Given entries:

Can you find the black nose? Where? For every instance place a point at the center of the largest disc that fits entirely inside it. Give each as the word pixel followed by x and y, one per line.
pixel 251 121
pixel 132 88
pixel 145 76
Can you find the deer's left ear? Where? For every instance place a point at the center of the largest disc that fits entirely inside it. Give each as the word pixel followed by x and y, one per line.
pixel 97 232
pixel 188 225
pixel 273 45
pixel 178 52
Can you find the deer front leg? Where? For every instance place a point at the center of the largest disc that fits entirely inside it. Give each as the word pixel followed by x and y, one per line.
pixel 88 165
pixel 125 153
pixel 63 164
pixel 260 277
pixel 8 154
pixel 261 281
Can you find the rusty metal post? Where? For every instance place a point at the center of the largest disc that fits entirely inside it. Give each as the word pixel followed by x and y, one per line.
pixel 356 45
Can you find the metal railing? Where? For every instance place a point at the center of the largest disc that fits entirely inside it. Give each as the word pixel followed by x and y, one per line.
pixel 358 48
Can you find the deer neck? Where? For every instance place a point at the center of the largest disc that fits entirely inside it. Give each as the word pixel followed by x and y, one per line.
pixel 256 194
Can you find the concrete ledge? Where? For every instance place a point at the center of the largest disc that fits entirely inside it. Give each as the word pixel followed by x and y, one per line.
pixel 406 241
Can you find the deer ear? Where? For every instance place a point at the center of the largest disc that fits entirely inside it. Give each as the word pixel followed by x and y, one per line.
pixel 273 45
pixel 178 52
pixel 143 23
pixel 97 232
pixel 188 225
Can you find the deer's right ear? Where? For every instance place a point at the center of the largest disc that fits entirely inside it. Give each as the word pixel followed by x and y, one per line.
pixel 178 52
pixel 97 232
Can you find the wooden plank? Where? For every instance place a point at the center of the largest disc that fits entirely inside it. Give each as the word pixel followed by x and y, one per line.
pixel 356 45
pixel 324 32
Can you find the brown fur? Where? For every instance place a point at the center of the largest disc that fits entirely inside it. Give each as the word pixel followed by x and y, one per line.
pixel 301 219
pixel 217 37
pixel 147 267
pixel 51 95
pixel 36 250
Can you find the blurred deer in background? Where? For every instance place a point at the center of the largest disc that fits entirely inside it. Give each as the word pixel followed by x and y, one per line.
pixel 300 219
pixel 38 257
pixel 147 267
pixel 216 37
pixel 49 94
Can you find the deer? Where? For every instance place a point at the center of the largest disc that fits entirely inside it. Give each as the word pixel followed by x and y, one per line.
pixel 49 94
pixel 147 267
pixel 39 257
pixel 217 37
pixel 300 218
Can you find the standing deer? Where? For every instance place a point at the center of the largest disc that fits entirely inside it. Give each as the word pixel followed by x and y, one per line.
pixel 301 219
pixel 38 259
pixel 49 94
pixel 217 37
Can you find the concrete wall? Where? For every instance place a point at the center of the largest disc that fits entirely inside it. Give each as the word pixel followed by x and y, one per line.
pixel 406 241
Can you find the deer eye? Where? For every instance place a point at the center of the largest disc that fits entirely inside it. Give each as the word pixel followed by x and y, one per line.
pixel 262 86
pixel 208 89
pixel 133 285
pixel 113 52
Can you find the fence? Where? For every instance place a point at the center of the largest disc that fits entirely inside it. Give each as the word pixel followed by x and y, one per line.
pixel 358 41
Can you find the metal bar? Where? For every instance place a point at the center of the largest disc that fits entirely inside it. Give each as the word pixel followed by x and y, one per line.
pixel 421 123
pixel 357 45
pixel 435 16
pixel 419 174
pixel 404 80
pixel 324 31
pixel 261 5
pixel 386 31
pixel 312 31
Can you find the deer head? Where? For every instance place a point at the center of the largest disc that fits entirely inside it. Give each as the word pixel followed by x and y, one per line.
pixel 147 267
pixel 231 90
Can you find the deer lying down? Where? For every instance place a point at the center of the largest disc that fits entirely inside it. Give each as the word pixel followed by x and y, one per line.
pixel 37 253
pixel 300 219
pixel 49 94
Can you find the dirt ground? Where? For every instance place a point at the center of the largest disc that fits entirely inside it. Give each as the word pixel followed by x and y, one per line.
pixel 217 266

What to work on: Rewrite every one of the items above, replacing "largest disc" with "biggest circle" and leaving everything else unchanged.

Result of the exercise:
Can you find the black nose? Where? For every instance place a point at the center of the biggest circle that fits entirely inside it. Give each as the word pixel followed by x and y, one per line.
pixel 251 121
pixel 132 88
pixel 145 76
Can you find the deer's left ear? Where? For every instance place a point at the center of the biggest circle that fits entirely inside it. Give each as the word pixel followed by x and y, one per line.
pixel 97 232
pixel 188 225
pixel 273 45
pixel 178 52
Can you find the deer front leg? Where? For every instance place a point at the center of the biggest circle that fits entirely inside it. Give each as the word pixel followed by x and y, one per line.
pixel 88 165
pixel 125 153
pixel 63 164
pixel 260 277
pixel 8 154
pixel 261 281
Can you find the rusty metal post? Where? For every instance place a point at the center of the biggest circle that fits entirely inside it. Give each as the word pixel followed by x and y, one per line.
pixel 356 45
Can you find the metal railing? Where? For every instance place a point at the center of the biggest circle that fits entirely inside it. Give each as the word pixel followed by x and y, one per line.
pixel 358 48
Can you find the deer neck? Where? For every instance place a point at the center of the biggest circle that fits entirely inside it. Give each as the word pixel followed by x and y, one per line.
pixel 256 194
Can you find the concrete ledge? Where? For every instance place a point at the center of the biggest circle that fits entirely inside it. Give each as the word pixel followed by x and y, one per line.
pixel 406 241
Can you find the deer ear? Where? For every instance place a point at the center of the biggest circle that fits entirely inside it. Give each as the word pixel followed by x and y, one per line.
pixel 273 45
pixel 178 52
pixel 143 23
pixel 97 232
pixel 188 225
Can you find the deer's right ear? Where? For every instance place a point at the center of the biggest circle that fits entirely inside it. Give each as the word pixel followed by x and y, one per line.
pixel 178 52
pixel 97 232
Can you find the wooden plank? Where? For every instance place a point at the center of the biggest circle that fits entirely inside it. Give each as the word pixel followed by x and y, one per line.
pixel 356 45
pixel 324 32
Can you find the brown fur? Where? For every instance place a point at the center of the biggest circle that fits entirely inside it. Give each as the word pixel followed by x and y, one per line.
pixel 301 219
pixel 217 37
pixel 147 267
pixel 51 95
pixel 36 250
Can you find the blurred deer in background? Where? For every instance place a point at the center of the biggest circle that fits entirely inside it. Give each as the word pixel followed by x and y, one per line.
pixel 300 219
pixel 38 257
pixel 147 267
pixel 216 37
pixel 49 94
Can you find the deer? Where? For every instance place a point at the center of the biggest circle that fits entirely inside it. Give each as the word pixel followed by x and y, one per line.
pixel 49 94
pixel 147 267
pixel 39 257
pixel 217 37
pixel 300 218
Can you find the standing deer? Where? For every instance place a point at the center of the biggest circle that fits entirely inside it. Give each as the word pixel followed by x and y, one per line.
pixel 301 219
pixel 38 259
pixel 49 94
pixel 217 37
Can you find the concrete wall? Where? For every instance place a point at the center of the biggest circle that fits entirely inside it. Give each as the word pixel followed by x and y, one per line.
pixel 406 241
Can you find the deer eye? Where? For every instance place a point at the center of the biggest circle that fits entirely inside it. Give each as the word pixel followed by x and y, one per line.
pixel 262 86
pixel 208 89
pixel 133 285
pixel 113 52
Can you find the fence? Where? For every instance place a point at the center of the biggest circle that fits entirely inside it. Give each as the word pixel followed by x and y, one per line.
pixel 358 41
Can you find the metal bar? Where? For every instance place a point at the center of the biggest circle that fits entirely inside it. Give each as the word pixel followed by x and y, one per line.
pixel 421 123
pixel 357 45
pixel 435 16
pixel 419 174
pixel 404 80
pixel 324 31
pixel 261 5
pixel 386 31
pixel 312 31
Can you find the deer head? Where? For every instance place a point at the center of the biggest circle that fits entirely inside it. Give each as the word pixel followed by x and y, one per line.
pixel 147 267
pixel 231 90
Can you find the deer lying down? Where? For every instance place a point at the center of the biggest circle that fits entirely inside it. Give each as the word pixel followed by x and y, one per line.
pixel 37 253
pixel 300 219
pixel 49 94
Can you find the dirt ground? Where? For every instance place a point at the center of the biggest circle that fits entirely inside it. Give each as the word pixel followed by x and y, one per line.
pixel 217 266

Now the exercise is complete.